**SHORT PROBLEM**
Find every line in the records below that contains the word "evidence", and copy each of those lines.

**Excerpts from a detection dataset**
....
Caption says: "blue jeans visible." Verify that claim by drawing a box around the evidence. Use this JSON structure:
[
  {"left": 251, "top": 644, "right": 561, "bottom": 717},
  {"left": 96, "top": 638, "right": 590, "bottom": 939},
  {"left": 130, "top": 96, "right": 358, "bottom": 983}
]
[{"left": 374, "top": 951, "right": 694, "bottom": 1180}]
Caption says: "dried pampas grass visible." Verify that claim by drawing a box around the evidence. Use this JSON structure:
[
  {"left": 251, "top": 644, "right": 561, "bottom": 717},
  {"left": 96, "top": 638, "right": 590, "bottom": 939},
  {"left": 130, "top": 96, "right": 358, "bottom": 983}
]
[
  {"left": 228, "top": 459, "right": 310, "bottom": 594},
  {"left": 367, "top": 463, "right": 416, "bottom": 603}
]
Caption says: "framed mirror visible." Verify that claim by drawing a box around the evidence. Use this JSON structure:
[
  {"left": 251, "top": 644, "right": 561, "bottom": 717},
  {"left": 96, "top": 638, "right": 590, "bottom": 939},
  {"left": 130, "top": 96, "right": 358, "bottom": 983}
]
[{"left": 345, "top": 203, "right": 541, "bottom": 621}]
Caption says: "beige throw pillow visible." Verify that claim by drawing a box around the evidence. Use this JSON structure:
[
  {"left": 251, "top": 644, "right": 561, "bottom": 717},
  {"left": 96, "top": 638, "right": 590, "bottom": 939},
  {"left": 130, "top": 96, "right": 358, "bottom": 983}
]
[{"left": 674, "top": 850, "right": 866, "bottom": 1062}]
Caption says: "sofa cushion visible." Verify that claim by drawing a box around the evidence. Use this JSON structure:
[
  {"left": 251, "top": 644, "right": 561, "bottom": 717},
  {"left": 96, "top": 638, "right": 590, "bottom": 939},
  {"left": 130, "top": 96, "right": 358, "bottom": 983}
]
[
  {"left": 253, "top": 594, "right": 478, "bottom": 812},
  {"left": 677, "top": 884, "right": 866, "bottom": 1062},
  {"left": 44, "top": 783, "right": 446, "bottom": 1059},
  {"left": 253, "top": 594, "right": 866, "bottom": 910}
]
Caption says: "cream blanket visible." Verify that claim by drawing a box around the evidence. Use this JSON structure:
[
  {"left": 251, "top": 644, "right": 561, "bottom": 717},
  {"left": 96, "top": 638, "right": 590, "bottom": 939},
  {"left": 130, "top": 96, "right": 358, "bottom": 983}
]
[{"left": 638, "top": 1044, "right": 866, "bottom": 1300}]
....
**COMPLETE OUTPUT**
Caption says: "blue jeans visible." Verify that claim by drawing a box around the evidence. Use this JSON structure:
Caption says: "dried pampas grass visible." Verify that claim by drawing a box around the evidence. Use this JSON structure:
Caption says: "framed mirror visible." Verify that claim by drawing a box around the evidence. Use this JSON structure:
Caption says: "beige throw pillow visible." Verify that claim by drawing a box around the evidence. Use this JSON structure:
Caption says: "sofa cushion visible." Verify that claim by drawing a box around the evidence. Use this JSON structure:
Caption says: "cream blanket visible." Verify that claim by drawing a box around the evidence. Use this JSON structure:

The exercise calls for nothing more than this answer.